Items listed in a dataset:

-- Begin --

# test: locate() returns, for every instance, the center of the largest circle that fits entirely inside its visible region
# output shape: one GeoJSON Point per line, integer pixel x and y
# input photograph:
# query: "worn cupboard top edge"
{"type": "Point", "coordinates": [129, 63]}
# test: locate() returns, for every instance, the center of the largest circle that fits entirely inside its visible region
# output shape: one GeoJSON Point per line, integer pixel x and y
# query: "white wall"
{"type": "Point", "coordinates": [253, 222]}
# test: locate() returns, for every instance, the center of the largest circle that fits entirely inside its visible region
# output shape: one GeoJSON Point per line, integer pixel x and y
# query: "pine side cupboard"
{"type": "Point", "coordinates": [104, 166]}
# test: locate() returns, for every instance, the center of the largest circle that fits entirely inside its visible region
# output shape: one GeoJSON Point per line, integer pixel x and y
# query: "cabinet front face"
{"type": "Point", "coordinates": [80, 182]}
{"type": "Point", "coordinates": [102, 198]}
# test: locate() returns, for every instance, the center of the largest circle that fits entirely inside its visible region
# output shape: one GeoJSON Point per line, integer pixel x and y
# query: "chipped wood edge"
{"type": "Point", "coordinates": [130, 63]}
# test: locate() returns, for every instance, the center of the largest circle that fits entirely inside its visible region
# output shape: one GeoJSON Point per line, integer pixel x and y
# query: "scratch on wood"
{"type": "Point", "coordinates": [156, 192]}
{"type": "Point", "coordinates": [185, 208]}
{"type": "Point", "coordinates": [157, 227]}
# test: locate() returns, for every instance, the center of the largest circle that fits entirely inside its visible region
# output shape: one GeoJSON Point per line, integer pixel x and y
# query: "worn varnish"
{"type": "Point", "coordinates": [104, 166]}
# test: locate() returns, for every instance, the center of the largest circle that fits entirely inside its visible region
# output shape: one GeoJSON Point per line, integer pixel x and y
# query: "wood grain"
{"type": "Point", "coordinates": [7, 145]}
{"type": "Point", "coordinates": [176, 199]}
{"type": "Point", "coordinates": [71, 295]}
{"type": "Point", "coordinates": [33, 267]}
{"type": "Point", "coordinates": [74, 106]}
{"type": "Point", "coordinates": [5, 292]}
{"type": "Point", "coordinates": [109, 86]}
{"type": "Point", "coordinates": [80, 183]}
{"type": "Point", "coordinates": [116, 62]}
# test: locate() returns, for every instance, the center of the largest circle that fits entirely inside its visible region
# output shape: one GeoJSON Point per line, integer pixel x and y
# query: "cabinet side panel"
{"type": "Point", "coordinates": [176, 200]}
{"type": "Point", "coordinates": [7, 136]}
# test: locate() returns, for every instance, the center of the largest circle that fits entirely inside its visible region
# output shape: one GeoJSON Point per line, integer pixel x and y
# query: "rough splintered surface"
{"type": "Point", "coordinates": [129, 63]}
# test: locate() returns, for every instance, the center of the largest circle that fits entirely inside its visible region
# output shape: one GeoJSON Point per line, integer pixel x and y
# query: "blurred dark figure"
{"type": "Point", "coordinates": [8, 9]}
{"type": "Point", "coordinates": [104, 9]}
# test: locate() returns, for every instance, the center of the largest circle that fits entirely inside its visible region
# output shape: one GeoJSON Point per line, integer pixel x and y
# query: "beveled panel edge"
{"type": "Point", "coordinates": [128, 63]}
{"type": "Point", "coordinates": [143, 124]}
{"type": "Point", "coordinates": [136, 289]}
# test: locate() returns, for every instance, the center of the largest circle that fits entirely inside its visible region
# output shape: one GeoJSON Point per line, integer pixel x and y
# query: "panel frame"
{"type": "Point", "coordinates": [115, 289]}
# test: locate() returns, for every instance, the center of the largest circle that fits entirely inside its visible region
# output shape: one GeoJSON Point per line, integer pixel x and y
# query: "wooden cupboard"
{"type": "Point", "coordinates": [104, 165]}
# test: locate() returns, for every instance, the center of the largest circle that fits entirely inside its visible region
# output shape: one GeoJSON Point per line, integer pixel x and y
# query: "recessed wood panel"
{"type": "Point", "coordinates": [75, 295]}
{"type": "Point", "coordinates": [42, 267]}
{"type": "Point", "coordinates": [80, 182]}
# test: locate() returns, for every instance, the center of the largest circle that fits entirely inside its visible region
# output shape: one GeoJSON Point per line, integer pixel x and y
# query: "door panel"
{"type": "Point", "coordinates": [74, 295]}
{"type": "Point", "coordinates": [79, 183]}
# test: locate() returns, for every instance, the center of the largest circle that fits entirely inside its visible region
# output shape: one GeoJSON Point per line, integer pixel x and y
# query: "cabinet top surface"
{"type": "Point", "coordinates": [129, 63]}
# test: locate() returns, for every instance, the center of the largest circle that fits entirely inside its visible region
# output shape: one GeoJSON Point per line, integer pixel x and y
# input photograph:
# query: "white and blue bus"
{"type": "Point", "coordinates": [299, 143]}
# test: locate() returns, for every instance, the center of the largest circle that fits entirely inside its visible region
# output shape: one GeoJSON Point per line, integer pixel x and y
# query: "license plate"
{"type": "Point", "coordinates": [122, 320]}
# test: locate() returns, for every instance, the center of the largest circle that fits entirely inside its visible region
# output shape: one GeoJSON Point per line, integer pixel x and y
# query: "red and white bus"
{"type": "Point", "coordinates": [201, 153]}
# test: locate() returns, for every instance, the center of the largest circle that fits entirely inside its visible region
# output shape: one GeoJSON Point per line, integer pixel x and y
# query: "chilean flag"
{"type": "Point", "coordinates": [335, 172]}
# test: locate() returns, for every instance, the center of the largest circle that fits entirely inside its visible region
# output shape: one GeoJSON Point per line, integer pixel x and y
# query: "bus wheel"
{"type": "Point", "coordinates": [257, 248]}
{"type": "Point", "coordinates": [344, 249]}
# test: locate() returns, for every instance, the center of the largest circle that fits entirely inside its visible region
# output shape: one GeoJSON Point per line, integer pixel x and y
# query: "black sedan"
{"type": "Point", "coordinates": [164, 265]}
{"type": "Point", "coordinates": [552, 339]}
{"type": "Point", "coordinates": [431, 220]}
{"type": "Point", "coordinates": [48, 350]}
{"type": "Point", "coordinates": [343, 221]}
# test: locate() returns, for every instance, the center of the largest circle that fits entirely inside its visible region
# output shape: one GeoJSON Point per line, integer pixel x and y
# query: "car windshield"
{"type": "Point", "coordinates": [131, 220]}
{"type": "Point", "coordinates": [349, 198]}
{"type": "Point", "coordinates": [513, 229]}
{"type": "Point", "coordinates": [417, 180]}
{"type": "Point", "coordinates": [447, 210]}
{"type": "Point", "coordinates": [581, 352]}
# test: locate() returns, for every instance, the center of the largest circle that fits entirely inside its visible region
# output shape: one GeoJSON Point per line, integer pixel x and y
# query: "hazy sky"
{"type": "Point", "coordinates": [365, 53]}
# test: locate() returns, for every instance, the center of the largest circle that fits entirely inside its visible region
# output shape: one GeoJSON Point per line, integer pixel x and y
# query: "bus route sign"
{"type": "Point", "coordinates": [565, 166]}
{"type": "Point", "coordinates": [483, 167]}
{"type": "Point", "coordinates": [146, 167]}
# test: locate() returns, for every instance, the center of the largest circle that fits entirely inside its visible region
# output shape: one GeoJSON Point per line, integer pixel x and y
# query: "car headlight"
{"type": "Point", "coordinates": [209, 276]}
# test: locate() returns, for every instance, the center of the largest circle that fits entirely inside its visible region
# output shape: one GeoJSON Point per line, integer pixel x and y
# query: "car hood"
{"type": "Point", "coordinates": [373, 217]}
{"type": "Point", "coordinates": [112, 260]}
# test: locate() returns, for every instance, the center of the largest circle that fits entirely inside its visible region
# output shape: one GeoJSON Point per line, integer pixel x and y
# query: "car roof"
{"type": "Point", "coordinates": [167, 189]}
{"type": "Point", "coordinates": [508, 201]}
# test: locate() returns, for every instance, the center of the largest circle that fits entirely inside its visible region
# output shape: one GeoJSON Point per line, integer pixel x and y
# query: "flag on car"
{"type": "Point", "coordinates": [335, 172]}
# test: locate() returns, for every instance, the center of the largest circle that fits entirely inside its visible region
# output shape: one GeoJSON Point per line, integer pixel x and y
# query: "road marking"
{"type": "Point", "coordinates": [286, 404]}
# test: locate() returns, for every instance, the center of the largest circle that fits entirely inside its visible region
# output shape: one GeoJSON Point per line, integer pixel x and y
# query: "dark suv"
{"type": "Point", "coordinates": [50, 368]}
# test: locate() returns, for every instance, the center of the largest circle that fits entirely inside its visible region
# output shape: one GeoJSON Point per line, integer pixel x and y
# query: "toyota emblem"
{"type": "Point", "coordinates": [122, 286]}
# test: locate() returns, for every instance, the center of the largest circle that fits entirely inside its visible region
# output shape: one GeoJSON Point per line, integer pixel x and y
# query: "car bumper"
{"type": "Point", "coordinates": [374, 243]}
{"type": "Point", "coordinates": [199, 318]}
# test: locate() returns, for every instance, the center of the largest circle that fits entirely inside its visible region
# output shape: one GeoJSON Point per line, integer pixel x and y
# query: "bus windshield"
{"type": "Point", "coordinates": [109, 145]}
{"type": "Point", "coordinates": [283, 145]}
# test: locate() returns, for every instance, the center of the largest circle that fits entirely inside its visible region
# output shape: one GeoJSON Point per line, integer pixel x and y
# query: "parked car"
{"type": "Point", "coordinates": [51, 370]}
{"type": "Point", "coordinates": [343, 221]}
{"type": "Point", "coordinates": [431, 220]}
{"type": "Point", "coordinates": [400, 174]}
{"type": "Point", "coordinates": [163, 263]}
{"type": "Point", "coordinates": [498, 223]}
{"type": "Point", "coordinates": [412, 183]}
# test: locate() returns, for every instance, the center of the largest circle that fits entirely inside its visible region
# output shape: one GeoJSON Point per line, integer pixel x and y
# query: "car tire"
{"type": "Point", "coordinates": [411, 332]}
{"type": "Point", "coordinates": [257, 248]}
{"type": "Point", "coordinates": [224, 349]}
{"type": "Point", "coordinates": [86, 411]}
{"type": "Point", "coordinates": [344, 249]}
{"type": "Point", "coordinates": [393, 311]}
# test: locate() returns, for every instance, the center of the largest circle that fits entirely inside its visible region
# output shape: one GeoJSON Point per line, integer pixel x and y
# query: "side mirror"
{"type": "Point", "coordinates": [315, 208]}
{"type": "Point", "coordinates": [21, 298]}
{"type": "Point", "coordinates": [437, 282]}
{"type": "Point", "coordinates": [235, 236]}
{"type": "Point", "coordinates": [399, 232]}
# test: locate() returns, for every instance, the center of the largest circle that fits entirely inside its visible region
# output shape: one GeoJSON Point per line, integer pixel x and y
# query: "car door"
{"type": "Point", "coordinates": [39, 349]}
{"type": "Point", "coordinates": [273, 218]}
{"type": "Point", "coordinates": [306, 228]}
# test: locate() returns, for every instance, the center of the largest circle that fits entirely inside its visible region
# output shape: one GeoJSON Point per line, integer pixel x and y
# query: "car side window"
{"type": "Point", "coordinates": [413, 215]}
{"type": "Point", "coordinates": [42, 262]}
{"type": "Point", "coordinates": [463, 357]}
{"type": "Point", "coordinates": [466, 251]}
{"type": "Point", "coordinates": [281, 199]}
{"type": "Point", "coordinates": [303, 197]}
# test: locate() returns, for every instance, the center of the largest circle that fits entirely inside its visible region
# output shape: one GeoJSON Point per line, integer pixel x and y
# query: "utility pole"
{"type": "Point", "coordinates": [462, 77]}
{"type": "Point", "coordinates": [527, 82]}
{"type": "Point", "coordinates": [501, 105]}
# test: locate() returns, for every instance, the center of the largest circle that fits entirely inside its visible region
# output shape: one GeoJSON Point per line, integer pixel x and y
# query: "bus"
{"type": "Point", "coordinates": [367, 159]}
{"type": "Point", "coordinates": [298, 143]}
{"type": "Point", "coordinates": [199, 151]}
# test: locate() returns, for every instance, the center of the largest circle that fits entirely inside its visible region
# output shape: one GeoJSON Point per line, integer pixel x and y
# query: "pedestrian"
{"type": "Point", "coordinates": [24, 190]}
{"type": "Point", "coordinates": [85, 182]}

-- End --

● Exercise brief
How many lines of the entries above contain the word "panel"? Give only the number.

● Solution to the exercise
5